**Your goal**
Locate the line that contains "For the evaluation set, spot each instance of the chevrolet". Print it and every subsequent line through the final line of the records, exactly and only those.

**Given data**
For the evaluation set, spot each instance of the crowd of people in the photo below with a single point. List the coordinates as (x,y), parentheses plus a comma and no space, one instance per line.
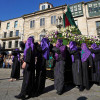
(84,62)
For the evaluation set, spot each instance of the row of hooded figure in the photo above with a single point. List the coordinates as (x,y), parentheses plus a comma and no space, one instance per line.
(82,58)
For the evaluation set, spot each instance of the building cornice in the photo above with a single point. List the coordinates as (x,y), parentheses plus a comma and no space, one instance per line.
(91,1)
(46,3)
(11,19)
(44,11)
(93,17)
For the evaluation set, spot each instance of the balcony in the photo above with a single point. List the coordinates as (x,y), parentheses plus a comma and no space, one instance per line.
(9,37)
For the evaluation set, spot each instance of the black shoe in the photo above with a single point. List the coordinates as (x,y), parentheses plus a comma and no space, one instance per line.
(59,93)
(81,88)
(20,96)
(87,88)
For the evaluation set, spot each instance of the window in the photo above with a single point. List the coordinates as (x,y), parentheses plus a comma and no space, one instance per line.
(17,32)
(5,34)
(15,24)
(32,23)
(16,44)
(98,27)
(43,7)
(48,6)
(11,34)
(10,44)
(94,8)
(8,25)
(53,19)
(42,21)
(4,44)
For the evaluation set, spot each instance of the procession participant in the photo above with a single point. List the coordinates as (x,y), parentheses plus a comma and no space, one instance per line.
(87,62)
(15,73)
(29,70)
(42,56)
(76,65)
(96,58)
(50,65)
(59,69)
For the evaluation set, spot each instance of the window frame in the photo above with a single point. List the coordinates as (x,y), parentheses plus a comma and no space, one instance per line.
(15,25)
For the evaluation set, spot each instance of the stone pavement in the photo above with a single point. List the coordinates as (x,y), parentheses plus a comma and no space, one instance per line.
(9,89)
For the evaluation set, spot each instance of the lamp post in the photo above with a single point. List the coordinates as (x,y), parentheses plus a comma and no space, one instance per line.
(59,22)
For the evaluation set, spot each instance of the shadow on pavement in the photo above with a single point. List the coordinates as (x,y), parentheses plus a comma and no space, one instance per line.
(82,98)
(49,88)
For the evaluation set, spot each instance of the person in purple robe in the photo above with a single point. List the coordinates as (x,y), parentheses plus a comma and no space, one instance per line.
(42,50)
(59,69)
(87,62)
(76,65)
(28,83)
(95,50)
(15,72)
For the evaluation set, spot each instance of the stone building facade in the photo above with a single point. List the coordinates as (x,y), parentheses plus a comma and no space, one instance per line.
(86,22)
(38,24)
(11,33)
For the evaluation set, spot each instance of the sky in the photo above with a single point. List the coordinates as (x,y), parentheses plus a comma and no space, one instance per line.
(10,9)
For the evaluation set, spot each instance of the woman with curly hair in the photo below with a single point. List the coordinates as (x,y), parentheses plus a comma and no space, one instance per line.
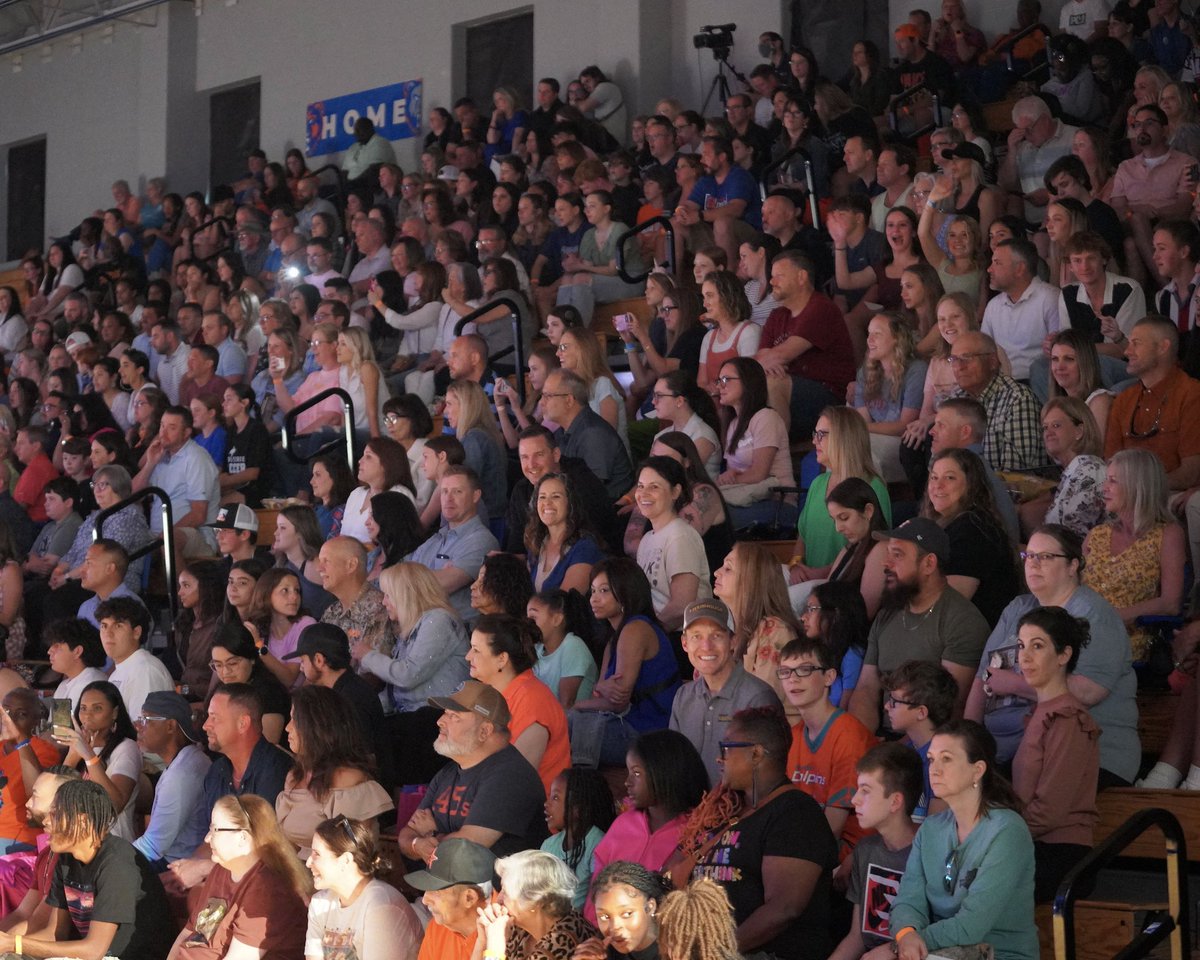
(333,774)
(982,564)
(889,389)
(502,654)
(559,551)
(503,586)
(781,849)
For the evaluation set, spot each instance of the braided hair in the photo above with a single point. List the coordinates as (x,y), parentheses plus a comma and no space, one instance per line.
(697,923)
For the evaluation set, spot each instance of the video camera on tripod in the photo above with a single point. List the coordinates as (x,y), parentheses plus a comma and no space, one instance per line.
(715,37)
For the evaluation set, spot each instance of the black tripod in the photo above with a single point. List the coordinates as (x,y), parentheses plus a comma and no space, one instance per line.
(720,83)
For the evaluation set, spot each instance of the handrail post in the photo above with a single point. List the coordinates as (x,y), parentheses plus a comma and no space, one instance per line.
(517,333)
(659,221)
(168,538)
(287,439)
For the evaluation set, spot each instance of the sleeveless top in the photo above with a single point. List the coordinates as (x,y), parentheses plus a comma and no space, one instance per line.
(971,208)
(1083,317)
(1128,577)
(657,683)
(715,358)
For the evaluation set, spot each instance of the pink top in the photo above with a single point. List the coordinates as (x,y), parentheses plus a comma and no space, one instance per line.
(629,838)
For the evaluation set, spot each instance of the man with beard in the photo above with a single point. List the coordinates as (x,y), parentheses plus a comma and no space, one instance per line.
(922,618)
(16,871)
(487,792)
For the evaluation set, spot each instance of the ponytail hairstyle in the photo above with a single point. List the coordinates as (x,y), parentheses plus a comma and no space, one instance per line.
(345,835)
(514,636)
(257,817)
(995,792)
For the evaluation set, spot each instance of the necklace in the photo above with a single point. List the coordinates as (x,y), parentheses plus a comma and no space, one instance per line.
(923,617)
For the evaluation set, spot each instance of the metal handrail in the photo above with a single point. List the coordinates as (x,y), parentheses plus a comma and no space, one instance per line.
(911,94)
(808,179)
(167,541)
(517,334)
(288,436)
(659,221)
(1174,923)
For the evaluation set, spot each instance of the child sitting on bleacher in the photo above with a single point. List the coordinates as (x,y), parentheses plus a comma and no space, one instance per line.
(921,699)
(891,781)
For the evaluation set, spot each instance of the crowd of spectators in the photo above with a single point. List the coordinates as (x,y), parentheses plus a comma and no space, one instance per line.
(961,393)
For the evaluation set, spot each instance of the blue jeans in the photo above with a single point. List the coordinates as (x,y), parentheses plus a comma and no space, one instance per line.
(599,738)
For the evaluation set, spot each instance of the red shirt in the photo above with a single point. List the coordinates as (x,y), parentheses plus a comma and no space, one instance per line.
(831,359)
(30,490)
(532,702)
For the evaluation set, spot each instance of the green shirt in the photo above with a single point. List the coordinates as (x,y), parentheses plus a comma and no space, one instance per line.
(815,526)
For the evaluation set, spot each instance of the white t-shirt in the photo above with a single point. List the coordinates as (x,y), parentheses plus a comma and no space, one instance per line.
(378,925)
(73,688)
(138,676)
(125,761)
(1079,17)
(676,549)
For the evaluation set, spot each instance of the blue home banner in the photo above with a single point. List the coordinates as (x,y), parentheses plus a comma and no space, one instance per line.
(395,111)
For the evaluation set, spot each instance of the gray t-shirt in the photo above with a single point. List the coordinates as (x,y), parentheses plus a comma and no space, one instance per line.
(1107,660)
(874,883)
(953,630)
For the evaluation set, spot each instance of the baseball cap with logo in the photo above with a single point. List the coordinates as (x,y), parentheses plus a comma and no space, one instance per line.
(477,697)
(239,517)
(455,861)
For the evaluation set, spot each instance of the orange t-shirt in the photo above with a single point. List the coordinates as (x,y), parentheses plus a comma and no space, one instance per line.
(13,825)
(532,702)
(825,767)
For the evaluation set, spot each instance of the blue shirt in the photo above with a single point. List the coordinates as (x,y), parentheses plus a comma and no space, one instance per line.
(465,547)
(738,185)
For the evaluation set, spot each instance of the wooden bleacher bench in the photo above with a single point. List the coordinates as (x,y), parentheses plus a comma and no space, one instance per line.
(1103,927)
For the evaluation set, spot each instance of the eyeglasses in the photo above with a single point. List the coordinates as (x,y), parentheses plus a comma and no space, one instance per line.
(951,877)
(1158,418)
(1042,557)
(145,719)
(803,670)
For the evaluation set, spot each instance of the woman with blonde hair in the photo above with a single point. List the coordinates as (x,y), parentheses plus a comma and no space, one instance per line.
(955,317)
(888,393)
(427,660)
(1075,372)
(751,583)
(253,864)
(579,351)
(1135,559)
(471,418)
(843,447)
(1073,441)
(959,265)
(508,126)
(359,376)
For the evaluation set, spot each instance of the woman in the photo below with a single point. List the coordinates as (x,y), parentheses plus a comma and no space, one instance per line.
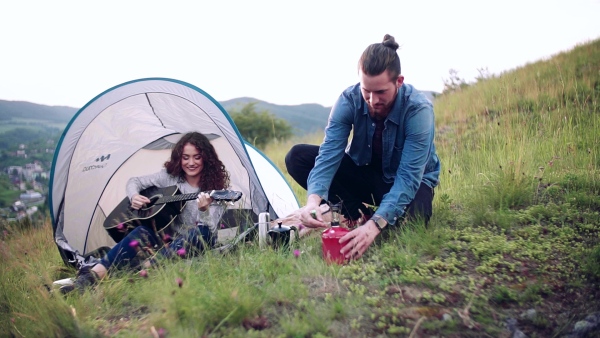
(194,167)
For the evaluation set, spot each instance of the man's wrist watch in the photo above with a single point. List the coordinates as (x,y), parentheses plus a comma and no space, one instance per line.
(380,222)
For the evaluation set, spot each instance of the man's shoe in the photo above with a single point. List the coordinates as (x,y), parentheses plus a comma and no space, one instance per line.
(85,279)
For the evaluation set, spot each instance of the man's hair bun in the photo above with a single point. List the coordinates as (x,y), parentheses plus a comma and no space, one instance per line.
(390,42)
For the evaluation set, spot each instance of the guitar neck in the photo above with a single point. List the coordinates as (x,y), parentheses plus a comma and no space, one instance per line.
(176,198)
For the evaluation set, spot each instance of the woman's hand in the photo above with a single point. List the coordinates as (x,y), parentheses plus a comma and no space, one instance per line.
(138,201)
(204,200)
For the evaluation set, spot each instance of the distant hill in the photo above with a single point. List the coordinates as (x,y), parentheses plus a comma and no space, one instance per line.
(304,118)
(27,110)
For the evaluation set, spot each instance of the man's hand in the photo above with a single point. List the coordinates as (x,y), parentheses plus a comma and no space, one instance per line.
(359,240)
(310,215)
(138,201)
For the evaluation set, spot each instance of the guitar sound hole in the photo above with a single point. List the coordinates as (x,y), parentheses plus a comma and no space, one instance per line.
(153,200)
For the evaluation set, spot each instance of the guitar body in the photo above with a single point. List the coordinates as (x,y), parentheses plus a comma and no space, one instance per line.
(164,207)
(153,214)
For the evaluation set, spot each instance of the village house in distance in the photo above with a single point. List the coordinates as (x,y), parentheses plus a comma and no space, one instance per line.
(31,181)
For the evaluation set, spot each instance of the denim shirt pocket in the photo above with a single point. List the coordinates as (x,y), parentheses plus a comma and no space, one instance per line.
(395,159)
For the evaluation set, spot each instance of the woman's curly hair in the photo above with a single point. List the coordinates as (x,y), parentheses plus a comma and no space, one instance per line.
(214,176)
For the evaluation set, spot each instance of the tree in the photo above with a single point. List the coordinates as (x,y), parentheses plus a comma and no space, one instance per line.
(260,128)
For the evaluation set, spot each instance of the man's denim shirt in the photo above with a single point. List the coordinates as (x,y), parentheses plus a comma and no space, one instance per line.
(409,155)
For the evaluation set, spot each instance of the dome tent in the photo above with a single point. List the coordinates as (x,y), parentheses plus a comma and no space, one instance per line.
(128,130)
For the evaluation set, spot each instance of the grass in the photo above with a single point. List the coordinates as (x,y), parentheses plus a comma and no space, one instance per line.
(515,234)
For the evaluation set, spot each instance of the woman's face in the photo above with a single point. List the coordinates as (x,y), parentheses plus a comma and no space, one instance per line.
(191,161)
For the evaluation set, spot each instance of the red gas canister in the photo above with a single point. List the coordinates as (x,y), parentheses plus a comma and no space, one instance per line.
(331,247)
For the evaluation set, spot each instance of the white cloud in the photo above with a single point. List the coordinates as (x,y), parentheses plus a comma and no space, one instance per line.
(67,52)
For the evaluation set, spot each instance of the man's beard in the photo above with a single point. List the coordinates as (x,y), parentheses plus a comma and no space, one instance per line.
(381,113)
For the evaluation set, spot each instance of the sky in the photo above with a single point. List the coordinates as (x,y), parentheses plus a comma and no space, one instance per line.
(283,52)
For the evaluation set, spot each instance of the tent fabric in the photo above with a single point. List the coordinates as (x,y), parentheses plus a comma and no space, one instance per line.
(128,131)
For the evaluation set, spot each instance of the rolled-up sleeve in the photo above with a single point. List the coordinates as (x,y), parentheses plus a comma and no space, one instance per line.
(332,149)
(419,134)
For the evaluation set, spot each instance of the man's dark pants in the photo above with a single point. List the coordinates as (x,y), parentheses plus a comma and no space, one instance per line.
(354,185)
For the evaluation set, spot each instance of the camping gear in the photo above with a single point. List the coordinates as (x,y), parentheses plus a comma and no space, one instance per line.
(330,241)
(281,236)
(330,238)
(263,227)
(129,130)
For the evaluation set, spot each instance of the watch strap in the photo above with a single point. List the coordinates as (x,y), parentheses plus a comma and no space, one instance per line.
(380,222)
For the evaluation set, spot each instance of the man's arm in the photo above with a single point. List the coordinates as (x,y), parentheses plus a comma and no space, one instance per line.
(419,133)
(328,161)
(415,154)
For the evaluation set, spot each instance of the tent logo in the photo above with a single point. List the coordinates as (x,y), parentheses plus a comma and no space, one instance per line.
(102,158)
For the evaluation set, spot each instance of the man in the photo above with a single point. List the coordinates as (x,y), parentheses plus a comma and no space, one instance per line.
(391,161)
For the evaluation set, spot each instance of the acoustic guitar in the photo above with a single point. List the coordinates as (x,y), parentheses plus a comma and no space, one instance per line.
(164,207)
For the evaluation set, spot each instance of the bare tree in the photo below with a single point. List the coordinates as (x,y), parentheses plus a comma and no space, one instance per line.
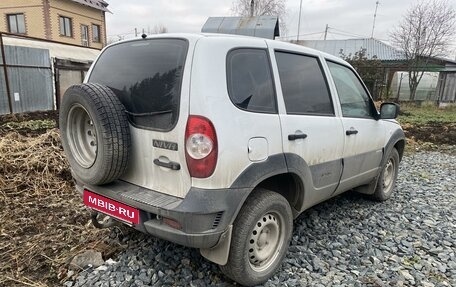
(160,29)
(261,8)
(425,32)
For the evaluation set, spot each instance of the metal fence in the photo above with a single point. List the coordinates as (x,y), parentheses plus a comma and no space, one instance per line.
(26,80)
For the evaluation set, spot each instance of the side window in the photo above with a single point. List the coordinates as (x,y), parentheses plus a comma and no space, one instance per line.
(304,87)
(354,100)
(249,79)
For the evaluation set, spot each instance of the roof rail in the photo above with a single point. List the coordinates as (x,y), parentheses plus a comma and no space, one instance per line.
(258,26)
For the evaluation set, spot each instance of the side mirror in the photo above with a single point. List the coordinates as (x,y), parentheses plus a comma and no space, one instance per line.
(389,111)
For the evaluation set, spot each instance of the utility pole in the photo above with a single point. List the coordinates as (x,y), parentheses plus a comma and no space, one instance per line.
(326,31)
(252,7)
(299,21)
(375,16)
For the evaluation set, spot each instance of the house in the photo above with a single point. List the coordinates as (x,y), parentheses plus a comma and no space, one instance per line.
(76,22)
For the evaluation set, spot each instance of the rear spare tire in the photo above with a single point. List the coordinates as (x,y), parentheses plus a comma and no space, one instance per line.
(95,133)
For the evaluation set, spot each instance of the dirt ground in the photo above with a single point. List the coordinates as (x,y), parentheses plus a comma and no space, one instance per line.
(43,221)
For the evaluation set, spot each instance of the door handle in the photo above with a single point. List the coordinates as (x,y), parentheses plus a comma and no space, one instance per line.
(171,165)
(351,132)
(293,137)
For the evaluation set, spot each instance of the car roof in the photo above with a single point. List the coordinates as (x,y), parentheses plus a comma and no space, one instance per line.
(276,44)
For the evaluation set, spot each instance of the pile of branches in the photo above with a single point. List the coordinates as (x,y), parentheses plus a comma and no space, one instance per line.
(43,221)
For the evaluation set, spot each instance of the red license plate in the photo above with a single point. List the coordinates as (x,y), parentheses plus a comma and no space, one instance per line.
(111,207)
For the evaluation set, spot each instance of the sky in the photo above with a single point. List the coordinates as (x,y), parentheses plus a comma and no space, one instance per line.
(345,18)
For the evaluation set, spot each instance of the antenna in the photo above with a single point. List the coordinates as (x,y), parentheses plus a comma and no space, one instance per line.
(299,20)
(252,7)
(375,16)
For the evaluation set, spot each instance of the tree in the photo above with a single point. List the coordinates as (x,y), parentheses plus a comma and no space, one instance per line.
(370,70)
(425,32)
(261,8)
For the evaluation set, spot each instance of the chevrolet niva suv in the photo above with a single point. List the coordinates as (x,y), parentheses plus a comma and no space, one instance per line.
(218,142)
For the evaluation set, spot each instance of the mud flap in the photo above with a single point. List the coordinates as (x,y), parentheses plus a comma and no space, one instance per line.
(219,253)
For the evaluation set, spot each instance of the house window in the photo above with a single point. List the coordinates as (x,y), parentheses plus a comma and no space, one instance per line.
(66,27)
(85,35)
(96,33)
(16,23)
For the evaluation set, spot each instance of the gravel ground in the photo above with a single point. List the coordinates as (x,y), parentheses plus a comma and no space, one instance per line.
(409,240)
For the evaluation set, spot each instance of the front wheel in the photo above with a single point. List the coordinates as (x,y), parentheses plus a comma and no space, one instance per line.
(261,235)
(388,176)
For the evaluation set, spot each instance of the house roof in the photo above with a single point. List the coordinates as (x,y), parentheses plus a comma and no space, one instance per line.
(97,4)
(374,47)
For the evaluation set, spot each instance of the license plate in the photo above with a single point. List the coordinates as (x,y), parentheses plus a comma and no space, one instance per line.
(111,207)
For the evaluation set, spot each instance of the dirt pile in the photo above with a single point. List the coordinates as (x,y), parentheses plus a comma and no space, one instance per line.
(43,221)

**Output for this exercise**
For the evaluation set, spot each instance of the chevrolet niva suv in the photo above with a single point. List the coordinates as (x,y), parentheses plus a comma and no space, one instance per line.
(218,142)
For the evaluation set, spot each instance of the mud flap in the photo above with a single point. List the coordinates as (x,y), parentheses plus a comma and no space, one instance per line.
(219,253)
For the evaluation set, spot each instance of the house window in the photo above with a single point. List the coordinates as (x,y), parentheses plus a comma and no space, one instance per line.
(66,27)
(85,35)
(96,33)
(16,23)
For the evaluation set, spot each instance of the gravel ground in the photo above with a single point. List the coordinates as (x,y), parentheses plus a comma and no space, one instance per line.
(409,240)
For the evaluation set, spot each instance of the front wheel in the photo above with a single point. List the coordinates as (x,y), parentheses plus a comma and no space, one instance per line.
(261,235)
(388,176)
For the evaluation set, spot each instance of the house roof in the photo above with a single point. List the coordinates as (x,y), parentheses plus a comma and no space, one instance per line.
(97,4)
(374,47)
For the evaluation set, spot each instance of the license plate in the photo above with a single point. List the coordinates as (x,y), parentheses plus a comma and no space, one instance per line.
(111,207)
For the evaluation set, spot each instance of the dirt pile in the photo above with a single point. List the coordinates as (x,y), parentheses plus a comma and no space, one instance per line.
(43,221)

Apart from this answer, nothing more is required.